- **Your task**
Could you copy the mailing-list exchange about asynchronous disk reads word for word, from "We can't block" to "satisfy that request."?

— start of Passage to read —

Wasn't there some qdev callback that represents this?  Faint memory from 
the reset thread.
Anthony Liguori Sept. 12, 2010, 3:29 p.m. UTC | #6
On 09/12/2010 08:26 AM, Avi Kivity wrote:
>  On 09/12/2010 03:08 PM, Anthony Liguori wrote:
>>> This can cause a disk read, no?  Shouldn't it be made asynchronous?
>>
>>
>> Yes, it should.  I'm not sure there's an easy way to make it 
>> asynchronous though not because of the block layer but because of how 
>> these functions are called.
>
> Sorry to harp on the subject, but that's the standard problem with 
> state machines.  Every time you want to do a blocking operation in a 
> function, you have to put all its locals in some structure, split the 
> function into two, do some scheduling, etc.

We can't block the VCPU thread for arbitrarily long periods of time.  If 
we get a PIO operation requesting information about geometry, we can't 
wait for a disk read in order to satisfy that request.

We need to kick off the I/O operations in the background such that the 
data is available before the PIO operation happens.  This isn't SM vs.

— end of Passage to read —
— start of Given records —

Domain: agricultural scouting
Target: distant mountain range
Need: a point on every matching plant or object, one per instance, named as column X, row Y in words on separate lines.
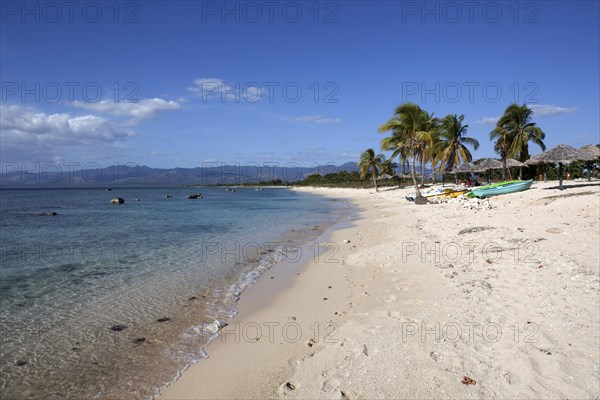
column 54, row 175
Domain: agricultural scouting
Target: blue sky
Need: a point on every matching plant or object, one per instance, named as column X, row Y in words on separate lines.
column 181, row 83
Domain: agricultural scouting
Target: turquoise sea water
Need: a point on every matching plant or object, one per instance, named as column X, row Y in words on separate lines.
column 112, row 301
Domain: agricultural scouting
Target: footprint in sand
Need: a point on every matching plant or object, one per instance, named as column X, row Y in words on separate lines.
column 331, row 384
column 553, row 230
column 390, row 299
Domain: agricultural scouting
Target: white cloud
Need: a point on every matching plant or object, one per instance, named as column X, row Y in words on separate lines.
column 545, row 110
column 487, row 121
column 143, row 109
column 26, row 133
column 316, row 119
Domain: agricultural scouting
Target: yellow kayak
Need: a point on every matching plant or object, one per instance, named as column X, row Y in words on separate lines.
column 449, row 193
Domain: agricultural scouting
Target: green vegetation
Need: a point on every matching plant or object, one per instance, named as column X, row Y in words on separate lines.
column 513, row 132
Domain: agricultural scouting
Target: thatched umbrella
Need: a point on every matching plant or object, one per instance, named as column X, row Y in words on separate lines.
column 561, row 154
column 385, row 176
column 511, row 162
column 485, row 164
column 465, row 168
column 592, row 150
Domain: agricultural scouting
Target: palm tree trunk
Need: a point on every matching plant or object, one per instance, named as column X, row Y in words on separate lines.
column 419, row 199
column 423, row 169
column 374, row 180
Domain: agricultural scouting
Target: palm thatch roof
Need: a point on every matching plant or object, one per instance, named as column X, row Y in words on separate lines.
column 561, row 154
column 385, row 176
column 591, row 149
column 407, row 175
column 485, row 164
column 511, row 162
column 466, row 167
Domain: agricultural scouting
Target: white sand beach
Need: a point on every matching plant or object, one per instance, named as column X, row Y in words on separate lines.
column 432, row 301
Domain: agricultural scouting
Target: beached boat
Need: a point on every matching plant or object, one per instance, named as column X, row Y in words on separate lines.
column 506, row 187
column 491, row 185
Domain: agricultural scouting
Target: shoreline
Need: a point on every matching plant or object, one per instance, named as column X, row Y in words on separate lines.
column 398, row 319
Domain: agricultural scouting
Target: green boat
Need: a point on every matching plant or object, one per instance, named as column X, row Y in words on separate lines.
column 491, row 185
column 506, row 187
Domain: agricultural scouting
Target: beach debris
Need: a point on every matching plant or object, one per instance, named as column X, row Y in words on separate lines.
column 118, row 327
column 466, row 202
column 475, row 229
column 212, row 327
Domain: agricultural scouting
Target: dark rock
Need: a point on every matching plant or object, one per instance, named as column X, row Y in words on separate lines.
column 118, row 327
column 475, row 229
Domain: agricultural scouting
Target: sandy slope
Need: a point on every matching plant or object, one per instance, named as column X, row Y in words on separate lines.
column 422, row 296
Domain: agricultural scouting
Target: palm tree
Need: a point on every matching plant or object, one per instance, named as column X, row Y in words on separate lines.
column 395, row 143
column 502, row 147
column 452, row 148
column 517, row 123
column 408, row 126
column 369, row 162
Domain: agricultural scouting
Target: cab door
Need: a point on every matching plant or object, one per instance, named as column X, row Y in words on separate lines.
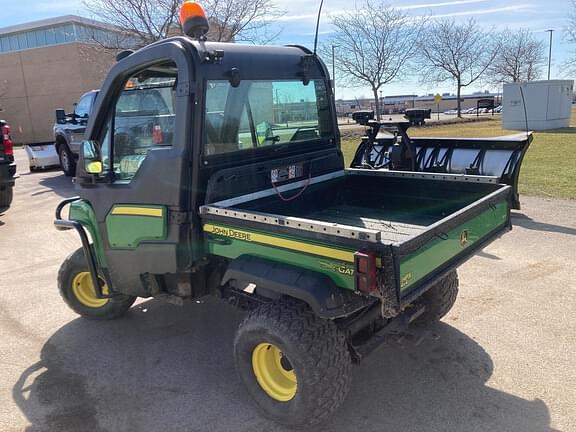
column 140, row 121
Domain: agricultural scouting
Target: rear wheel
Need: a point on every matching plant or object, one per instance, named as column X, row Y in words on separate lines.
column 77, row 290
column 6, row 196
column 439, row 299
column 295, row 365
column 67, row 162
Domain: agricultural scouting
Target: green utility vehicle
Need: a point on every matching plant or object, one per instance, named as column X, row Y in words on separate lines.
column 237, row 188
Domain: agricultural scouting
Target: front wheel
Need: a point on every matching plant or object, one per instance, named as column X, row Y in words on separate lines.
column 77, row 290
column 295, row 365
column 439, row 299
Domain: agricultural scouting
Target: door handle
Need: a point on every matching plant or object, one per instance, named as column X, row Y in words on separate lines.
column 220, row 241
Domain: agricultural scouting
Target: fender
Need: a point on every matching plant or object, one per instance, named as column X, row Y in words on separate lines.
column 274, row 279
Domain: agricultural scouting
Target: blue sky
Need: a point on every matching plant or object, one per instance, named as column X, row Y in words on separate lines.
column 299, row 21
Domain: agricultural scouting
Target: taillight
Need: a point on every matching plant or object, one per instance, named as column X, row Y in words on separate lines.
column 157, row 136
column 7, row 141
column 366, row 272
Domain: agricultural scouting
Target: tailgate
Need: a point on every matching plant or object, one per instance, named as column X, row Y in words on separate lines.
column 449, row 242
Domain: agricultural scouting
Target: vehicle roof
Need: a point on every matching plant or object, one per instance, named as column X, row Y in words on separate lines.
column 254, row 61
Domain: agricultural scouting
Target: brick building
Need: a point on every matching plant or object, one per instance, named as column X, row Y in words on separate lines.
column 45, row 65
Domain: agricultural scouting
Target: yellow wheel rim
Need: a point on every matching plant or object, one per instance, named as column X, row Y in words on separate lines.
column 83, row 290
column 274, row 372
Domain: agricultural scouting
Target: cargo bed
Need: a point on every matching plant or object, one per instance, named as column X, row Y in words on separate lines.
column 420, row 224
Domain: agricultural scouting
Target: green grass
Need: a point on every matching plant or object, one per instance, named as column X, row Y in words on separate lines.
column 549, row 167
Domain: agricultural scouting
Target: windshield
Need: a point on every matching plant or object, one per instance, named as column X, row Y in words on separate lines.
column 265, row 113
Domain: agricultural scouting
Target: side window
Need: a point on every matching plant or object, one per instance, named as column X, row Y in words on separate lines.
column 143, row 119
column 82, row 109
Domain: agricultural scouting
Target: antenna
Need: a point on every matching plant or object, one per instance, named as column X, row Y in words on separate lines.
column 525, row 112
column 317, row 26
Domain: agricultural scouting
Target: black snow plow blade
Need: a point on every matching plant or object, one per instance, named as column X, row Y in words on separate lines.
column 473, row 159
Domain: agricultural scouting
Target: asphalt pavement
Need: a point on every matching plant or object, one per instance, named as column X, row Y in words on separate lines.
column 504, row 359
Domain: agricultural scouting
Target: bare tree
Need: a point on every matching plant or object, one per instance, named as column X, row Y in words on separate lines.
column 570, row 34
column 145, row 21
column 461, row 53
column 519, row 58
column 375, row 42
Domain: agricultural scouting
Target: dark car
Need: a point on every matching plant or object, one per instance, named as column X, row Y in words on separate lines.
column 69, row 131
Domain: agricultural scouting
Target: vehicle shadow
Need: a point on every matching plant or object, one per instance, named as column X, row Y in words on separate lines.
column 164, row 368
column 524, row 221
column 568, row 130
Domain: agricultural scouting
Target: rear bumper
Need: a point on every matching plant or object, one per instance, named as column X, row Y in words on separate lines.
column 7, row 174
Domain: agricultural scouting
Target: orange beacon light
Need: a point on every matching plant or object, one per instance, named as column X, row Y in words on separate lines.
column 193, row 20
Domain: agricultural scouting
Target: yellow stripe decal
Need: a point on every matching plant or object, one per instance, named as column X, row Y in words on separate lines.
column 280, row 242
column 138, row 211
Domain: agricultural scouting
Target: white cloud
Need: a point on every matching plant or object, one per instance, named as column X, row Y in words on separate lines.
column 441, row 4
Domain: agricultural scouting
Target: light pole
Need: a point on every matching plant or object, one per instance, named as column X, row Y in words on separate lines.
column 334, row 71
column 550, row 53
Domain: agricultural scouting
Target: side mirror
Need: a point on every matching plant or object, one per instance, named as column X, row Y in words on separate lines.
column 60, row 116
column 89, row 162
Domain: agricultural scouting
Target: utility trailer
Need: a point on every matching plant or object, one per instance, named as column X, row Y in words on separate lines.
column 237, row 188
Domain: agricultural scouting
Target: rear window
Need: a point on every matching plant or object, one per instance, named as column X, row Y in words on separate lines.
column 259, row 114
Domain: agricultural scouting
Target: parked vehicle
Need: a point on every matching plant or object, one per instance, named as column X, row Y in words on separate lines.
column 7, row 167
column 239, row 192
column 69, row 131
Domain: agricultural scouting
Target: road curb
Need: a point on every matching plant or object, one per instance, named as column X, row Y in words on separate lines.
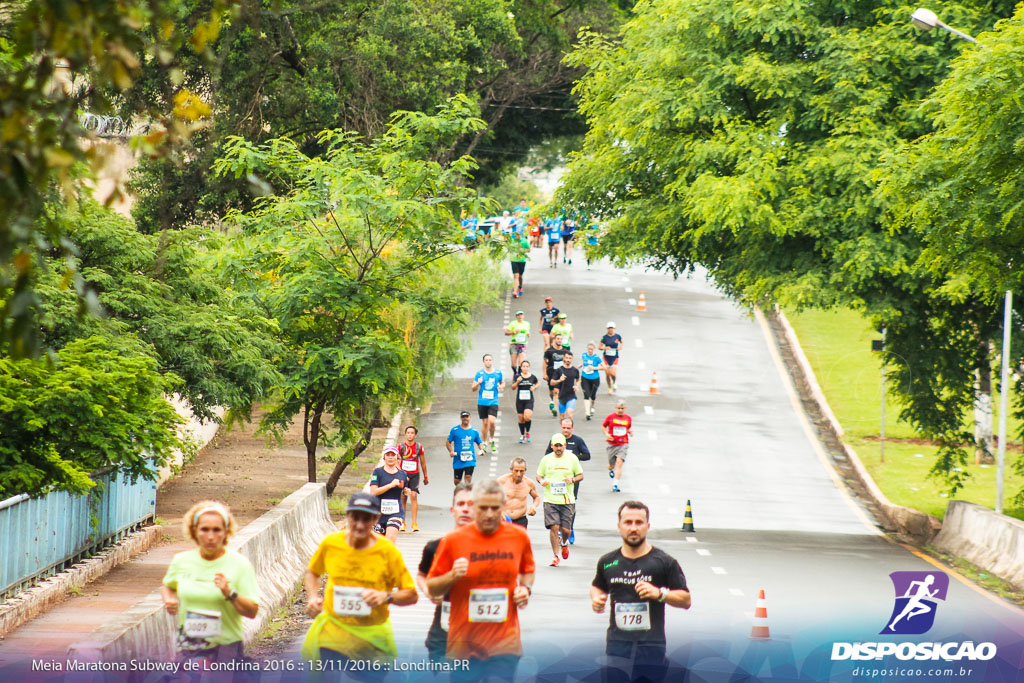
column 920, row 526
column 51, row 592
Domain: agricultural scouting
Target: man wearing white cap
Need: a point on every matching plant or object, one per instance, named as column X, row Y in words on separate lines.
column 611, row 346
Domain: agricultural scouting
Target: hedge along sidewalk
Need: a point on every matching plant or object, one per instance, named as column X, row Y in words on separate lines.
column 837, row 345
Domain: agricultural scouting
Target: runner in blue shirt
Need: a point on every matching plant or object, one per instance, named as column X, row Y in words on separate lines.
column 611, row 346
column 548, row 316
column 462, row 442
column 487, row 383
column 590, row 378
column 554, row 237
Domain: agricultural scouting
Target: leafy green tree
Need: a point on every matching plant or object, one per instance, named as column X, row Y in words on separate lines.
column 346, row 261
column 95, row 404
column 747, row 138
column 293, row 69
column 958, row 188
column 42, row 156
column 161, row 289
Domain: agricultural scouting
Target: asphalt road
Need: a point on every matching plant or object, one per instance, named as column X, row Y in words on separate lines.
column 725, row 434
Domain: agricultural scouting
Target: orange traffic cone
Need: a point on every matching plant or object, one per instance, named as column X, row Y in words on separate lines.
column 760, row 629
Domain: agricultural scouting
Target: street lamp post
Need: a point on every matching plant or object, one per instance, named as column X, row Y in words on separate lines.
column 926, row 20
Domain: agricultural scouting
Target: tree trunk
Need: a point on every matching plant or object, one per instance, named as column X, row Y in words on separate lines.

— end of Given records —

- **Exercise solution**
We can't block the VCPU thread for arbitrarily long periods of time.  If 
we get a PIO operation requesting information about geometry, we can't 
wait for a disk read in order to satisfy that request.